▸ **Given data**

"""

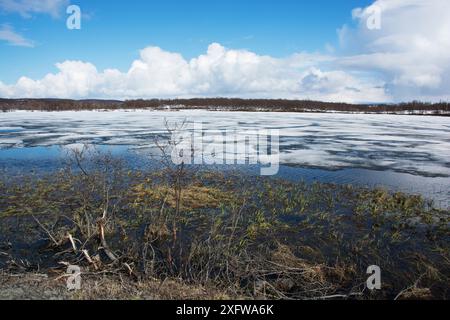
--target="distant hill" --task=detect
[0,98,450,115]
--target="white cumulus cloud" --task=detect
[0,0,450,102]
[0,43,387,102]
[339,0,450,100]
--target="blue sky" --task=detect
[0,0,449,102]
[0,0,370,83]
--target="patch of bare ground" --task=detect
[0,273,240,300]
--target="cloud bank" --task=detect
[0,0,450,102]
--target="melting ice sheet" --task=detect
[0,110,450,208]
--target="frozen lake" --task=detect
[0,110,450,206]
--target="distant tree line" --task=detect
[0,98,450,114]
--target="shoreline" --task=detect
[0,107,450,117]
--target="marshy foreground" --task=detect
[0,149,450,299]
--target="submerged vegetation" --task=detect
[0,148,450,299]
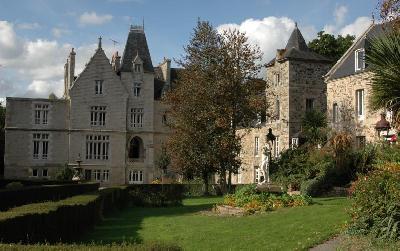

"""

▸ **Problem to work on**
Gather every line in the records above that contains the word "task" and copy each one as it appears.

▸ **Right answer**
--target="distant hill" --task=detect
--target="white cumulus cloud" --task=detect
--target="blue sky" --task=detect
--target="patch of bare ground" --task=detect
--target="cloud bank" --task=detect
--target="melting ice sheet" --task=detect
--target="frozen lake" --task=detect
--target="distant tree line" --task=detect
--target="shoreline" --task=detect
--target="marshy foreground" --task=detect
--target="submerged vegetation" --task=detect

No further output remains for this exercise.